+++ Extracted material +++
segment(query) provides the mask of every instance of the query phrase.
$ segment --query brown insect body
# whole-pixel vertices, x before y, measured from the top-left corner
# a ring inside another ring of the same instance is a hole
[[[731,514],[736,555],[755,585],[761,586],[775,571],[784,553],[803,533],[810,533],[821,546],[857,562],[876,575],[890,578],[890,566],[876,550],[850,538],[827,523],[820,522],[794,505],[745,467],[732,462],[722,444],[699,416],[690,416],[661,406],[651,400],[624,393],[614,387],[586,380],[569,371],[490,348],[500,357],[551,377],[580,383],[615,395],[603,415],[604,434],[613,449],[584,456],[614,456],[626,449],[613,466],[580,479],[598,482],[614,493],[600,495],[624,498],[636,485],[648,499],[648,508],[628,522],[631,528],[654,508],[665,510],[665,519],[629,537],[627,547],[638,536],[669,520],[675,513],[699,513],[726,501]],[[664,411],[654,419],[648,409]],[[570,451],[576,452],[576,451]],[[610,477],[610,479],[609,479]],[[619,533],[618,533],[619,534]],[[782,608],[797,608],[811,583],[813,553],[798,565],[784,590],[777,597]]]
+++
Reproduce the records without any changes, starting at the beginning and ending with the line containing "# a ring inside", both ends included.

* _Exercise answer_:
segment(query) provides the mask of every instance of the query phrase.
$ segment --query brown insect body
# whole-pixel vertices, x before y, measured from the top-left corner
# a ring inside another ring of the same instance is a hole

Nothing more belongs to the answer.